Папа выполняет роль мавра из расхожего анекдота. Сделал свое дело — родил. А Женя выбрал маму при разводе. Сам виноват. Как виноват и в незнании молдавского, и в неистинном еврействе, виноват в загаженности кухни в немецком городе, где свободных кошек не найти, виноват в противном детском поцелуе дворовых детей, в красных фонарях Амстердама, виноват в измене первой жене и в сбивчиво-бедной поэтской жизни со второй. И точку автор ставить не собирается: «Я встал и прошёл дальше, в пятый вагон, затем в шестой, седьмой, восьмой… Вероятно, рано или поздно вагоны закончатся, я устану и попытаюсь привыкнуть, но пока я бегу вперёд, ни на что особенно не надеясь».
…Они идут, бегут, его герои — от чего-то и в поисках себя, обретая, теряя и вновь обретая надежду.
И кругом окна со снегом, а в двери или заговорщицки стучат, или вламываются с последующим выдворением.
Вот Юра… вот папа у него… как Женин: опознан был еще в прологе, — и чем они лучше? По сути ничем. В центральном сильном рассказе «Зима» наконец удалось увидеть Никитина по-настоящему пишущего о своей боли. Там нет автогероя, а боль, страх, одиночество и непосредственность, воображение есть.
--
■ **Что нужно сделать**
Напишите продолжение отрывка о прозе Никитина, начиная сразу после его последнего предложения. Данные здесь не понадобятся.

■ **Исходные данные**
--
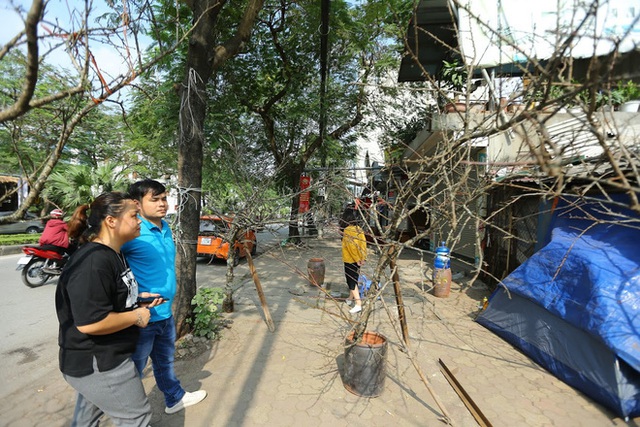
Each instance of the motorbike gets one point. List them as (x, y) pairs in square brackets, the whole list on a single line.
[(40, 264)]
--
■ **Правильный ответ**
Юра просто боялся собак, даже в комбинезонах. Зато выпил, поел, покурил, поговорил с пошарпанным уличным пенсионером и привел его домой, посулив гумпомощь самогоном. Ничего особенного. Правда, в беседе Юра папу то умертвил, то оживил. А папа бьет за двойки через всю спину, хоть и паладин. Впрочем, и дяденька этот, уснувший на корточках в безветрии и сухости подъезда, оказался его спасителем. От собак спас. Голыми руками дрался с трансформерами. И винегретом угостил.
«— Понятно, — сказал папа. — Маленький такой, и не подумаешь, что с трансформерами справиться может. Ну ладно, идем. Мама ужин приготовила, я уже тебя искать собирался.
Он с опаской оглянулся на дядьку. Но дядька ничего не слышал. Он уснул.
Папа Юрки не стал его будить и закрыл дверь. Утром дядьки уже не было, а всего через месяц прошли сто лет зимы, и никто не умер».